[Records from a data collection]
---*---

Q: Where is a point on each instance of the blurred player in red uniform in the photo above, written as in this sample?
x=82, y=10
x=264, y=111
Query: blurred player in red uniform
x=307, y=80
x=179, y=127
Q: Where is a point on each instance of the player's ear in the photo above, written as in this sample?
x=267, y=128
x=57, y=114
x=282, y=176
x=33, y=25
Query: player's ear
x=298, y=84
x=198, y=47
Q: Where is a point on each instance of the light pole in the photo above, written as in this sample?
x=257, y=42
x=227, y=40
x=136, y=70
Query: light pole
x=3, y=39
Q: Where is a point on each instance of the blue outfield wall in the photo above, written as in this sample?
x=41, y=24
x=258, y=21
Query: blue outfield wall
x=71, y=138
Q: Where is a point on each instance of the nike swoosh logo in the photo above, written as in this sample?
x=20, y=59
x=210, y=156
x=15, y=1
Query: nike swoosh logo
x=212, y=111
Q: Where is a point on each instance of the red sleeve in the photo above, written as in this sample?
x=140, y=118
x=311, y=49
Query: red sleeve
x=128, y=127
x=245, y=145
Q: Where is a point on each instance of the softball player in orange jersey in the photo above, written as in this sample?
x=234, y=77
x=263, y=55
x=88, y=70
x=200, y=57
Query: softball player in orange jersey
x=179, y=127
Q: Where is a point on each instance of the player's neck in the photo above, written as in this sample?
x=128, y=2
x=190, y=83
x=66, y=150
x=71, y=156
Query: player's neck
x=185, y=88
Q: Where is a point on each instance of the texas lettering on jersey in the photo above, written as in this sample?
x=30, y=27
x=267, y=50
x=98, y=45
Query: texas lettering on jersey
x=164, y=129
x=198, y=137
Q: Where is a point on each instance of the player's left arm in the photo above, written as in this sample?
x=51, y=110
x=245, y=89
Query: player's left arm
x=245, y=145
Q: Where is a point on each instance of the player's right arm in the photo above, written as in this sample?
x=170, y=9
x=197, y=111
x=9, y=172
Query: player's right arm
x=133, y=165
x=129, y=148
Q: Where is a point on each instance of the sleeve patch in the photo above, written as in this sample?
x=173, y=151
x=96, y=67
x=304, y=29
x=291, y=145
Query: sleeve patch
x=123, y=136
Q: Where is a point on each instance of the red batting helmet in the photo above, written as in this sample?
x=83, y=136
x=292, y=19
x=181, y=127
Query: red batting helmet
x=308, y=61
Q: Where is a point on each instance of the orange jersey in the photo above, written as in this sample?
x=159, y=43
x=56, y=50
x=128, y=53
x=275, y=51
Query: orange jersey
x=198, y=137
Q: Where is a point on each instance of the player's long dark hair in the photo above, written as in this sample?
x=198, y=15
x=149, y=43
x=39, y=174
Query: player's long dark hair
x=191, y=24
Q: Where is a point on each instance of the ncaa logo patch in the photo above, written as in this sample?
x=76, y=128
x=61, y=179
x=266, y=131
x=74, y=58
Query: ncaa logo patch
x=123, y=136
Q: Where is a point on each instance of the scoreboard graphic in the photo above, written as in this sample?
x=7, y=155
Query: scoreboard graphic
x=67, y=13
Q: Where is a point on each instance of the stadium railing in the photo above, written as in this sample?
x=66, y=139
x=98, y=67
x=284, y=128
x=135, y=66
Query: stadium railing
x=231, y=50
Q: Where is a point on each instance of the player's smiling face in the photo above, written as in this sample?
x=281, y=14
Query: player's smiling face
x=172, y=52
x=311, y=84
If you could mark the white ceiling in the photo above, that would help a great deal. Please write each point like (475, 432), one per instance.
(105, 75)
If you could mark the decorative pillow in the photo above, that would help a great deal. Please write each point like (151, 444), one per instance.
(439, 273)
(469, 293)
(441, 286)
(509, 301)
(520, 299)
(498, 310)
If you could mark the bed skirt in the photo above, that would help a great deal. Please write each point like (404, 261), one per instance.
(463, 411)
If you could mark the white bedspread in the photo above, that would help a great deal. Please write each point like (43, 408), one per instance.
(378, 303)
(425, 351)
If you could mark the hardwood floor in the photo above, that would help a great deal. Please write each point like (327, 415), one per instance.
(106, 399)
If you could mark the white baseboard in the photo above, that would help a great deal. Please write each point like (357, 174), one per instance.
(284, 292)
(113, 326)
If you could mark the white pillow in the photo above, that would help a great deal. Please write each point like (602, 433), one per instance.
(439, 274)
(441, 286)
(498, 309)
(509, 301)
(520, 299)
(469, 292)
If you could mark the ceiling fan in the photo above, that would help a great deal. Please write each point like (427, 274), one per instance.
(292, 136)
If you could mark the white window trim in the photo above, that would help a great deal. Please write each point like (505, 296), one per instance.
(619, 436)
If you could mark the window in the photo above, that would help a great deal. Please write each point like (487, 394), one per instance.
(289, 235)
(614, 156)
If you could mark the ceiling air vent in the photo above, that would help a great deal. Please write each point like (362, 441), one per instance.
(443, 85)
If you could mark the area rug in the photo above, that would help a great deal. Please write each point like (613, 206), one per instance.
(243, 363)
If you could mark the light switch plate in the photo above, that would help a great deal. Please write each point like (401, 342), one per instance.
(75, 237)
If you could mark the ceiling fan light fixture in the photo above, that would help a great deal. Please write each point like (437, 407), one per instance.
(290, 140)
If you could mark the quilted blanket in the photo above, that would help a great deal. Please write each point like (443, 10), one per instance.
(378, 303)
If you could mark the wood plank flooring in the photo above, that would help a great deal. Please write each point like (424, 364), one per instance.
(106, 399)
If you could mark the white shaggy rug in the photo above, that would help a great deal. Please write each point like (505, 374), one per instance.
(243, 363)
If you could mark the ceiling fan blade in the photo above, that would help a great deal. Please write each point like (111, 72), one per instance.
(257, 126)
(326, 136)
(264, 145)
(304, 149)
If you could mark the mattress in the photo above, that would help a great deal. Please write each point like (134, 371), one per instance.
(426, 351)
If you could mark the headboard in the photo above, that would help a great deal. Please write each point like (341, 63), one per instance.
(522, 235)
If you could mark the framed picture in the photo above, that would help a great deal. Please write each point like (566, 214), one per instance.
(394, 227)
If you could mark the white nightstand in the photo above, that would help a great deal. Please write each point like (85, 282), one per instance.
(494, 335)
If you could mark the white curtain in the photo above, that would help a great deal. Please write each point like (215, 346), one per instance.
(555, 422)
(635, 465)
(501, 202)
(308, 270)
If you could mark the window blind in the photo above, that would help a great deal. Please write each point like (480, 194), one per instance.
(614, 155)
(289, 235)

---*---

## Requirement
The entries need to be set down again in full, with no word changed.

## Solution
Q: Where is a point on each instance of the blurred player in red uniform in the photo above, written as in this sample?
x=82, y=10
x=264, y=111
Query: blurred player in red uniform
x=307, y=80
x=179, y=127
Q: Where is a point on each instance of the player's ear in the photo above, written as in this sample?
x=267, y=128
x=57, y=114
x=282, y=176
x=33, y=25
Query: player's ear
x=298, y=84
x=198, y=47
Q: Where is a point on each instance of the light pole in the photo above, written as in this sample?
x=257, y=42
x=227, y=40
x=136, y=70
Query: light pole
x=3, y=39
Q: Where is a point on each instance of the blue outfield wall in the photo above, written as in this sample?
x=41, y=24
x=258, y=21
Query: blue outfield wall
x=71, y=138
Q: Where is a point on each instance of the nike swoosh logo in the photo above, written as in this sample?
x=20, y=59
x=210, y=156
x=15, y=1
Query: nike swoosh logo
x=212, y=111
Q: Where is a point on each instance of the red sleeve in the photo above, written as in this sample?
x=140, y=118
x=311, y=49
Query: red sleeve
x=128, y=127
x=245, y=145
Q: Where is a point on each instance of the softball player in orange jersey in the photo above, written as in this sample?
x=234, y=77
x=263, y=55
x=88, y=70
x=200, y=57
Query: softball player in orange jersey
x=179, y=127
Q: Where is a point on each instance of the player's neck in the photo above, written as in this sample?
x=128, y=2
x=190, y=83
x=66, y=150
x=71, y=156
Query: player's neck
x=185, y=88
Q: Where is a point on each instance of the texas lettering on jersey in the photo above, written as in this sample?
x=30, y=27
x=267, y=50
x=98, y=45
Query: texas lettering on jersey
x=164, y=129
x=198, y=137
Q: Where is a point on each instance of the player's left arm in the photo above, written as in this sample?
x=51, y=110
x=245, y=89
Query: player's left arm
x=245, y=145
Q: Where is a point on each instance of the player's right arm in the photo above, written as in this sample?
x=170, y=9
x=197, y=111
x=9, y=172
Query: player's right arm
x=133, y=165
x=129, y=148
Q: Where is a point on each instance of the sleeve patch in the photo above, written as in this sample?
x=173, y=151
x=96, y=67
x=304, y=29
x=291, y=145
Query: sleeve patch
x=123, y=136
Q: Where is a point on each instance of the red batting helmet in the photo above, written as in this sample?
x=83, y=136
x=292, y=19
x=181, y=127
Query: red batting helmet
x=308, y=61
Q: Where is a point on each instance of the orange jersey in the photo above, written as in this sample?
x=159, y=43
x=56, y=50
x=128, y=53
x=275, y=51
Query: orange jersey
x=198, y=137
Q: Where is a point on each instance of the player's long dark hair in the photo above, written as in this sample?
x=198, y=15
x=149, y=43
x=39, y=174
Query: player's long dark hair
x=191, y=24
Q: Where is a point on each instance of the ncaa logo patch in the photo above, written as in this sample?
x=76, y=128
x=61, y=179
x=266, y=131
x=74, y=58
Query: ncaa logo patch
x=123, y=136
Q: Where is a point on each instance of the scoreboard graphic in the photo above, written as in this sample?
x=7, y=155
Query: scoreboard graphic
x=67, y=13
Q: Where is a point on each instance of the stadium railing in the photo above, written as in this sample?
x=66, y=139
x=98, y=67
x=284, y=128
x=135, y=66
Query: stadium railing
x=231, y=50
Q: Where is a point on each instance of the player's smiling face in the photo above, written as in this sample?
x=281, y=14
Query: player's smiling face
x=172, y=52
x=311, y=84
If you could mark the white ceiling in the photo above, that would help a great deal. Please write each point like (475, 432), one per instance.
(105, 75)
If you could mark the decorative pillow in the photo above, that would help a great deal. Please write each point like (151, 444), one per instance.
(439, 273)
(469, 293)
(441, 286)
(509, 301)
(520, 299)
(498, 310)
If you could mark the bed skirt in the photo above, that would help a great deal. Please write each point like (404, 261), one per instance.
(463, 411)
If you could mark the white bedspread in the photo above, that would help a great deal. Please write each point like (43, 408), one per instance.
(378, 303)
(425, 351)
If you could mark the hardwood floor in the photo above, that would help a great deal. Please write each point like (327, 415), one per instance.
(106, 399)
If you could mark the white baseboard in the photo above, that would help a great deal. Please write each point like (357, 174), one per instance.
(284, 292)
(113, 326)
If you could mark the white pillow in the photo above, that would help a great deal. Please write each point like (602, 433), one per instance.
(439, 274)
(441, 286)
(498, 309)
(509, 301)
(520, 299)
(469, 292)
If you could mark the ceiling fan in the photo above, that would help a great deal. Please write each point like (427, 274), one per instance.
(292, 136)
If you could mark the white window trim in the photo above, that would help a great deal. Please write each point like (505, 296), one per instance.
(619, 436)
If you could mark the window in the photo above, that would help a great deal. Please write each point like (487, 394), one per instance.
(289, 235)
(614, 156)
If you could mark the ceiling air vent in the photo above, that would help a great deal. Please write each point like (362, 441), one per instance.
(443, 85)
If you could mark the area rug in the photo above, that would help a great deal. Please write each point like (613, 206), one per instance.
(243, 363)
If you could mark the light switch plate in the photo above, that would help a great deal. Please write each point like (401, 342), one per instance.
(75, 237)
If you could mark the ceiling fan light fixture in the photo above, that would help a great deal. Please write each point like (437, 407), one per instance.
(290, 140)
If you could mark the quilted blanket in the photo above, that would help a great deal. Please write each point like (443, 10), one per instance.
(378, 303)
If you could mark the wood plank flooring in the photo above, that would help a great deal. Please write each point like (424, 364), one per instance.
(106, 399)
If you could mark the white shaggy rug in the photo above, that would help a great deal. Please write each point like (505, 374), one per instance.
(243, 363)
If you could mark the ceiling fan blade in the photo above, that would help a great deal. Please write each point like (111, 72), one per instance.
(257, 126)
(326, 136)
(264, 145)
(304, 149)
If you could mark the mattress in the photo above, that would help a great deal. Please write each point like (134, 371), one per instance.
(426, 351)
If you could mark the headboard in the photo above, that would help a great deal. Please write each point like (341, 63), one per instance.
(522, 235)
If you could mark the framed picture in the photo above, that would help a great deal. Please write each point like (566, 214), one per instance.
(394, 227)
If you could mark the white nightstand in the photo above, that would help a great deal. Please write each point like (85, 282), one per instance.
(494, 335)
If you could mark the white curtain in the photo above, that would help a great deal. Please write each point like (215, 346), one per instance.
(555, 422)
(635, 465)
(501, 202)
(308, 270)
If you could mark the window blind in the photo above, that would help a great deal. Please write each point like (480, 194), one per instance.
(614, 155)
(289, 235)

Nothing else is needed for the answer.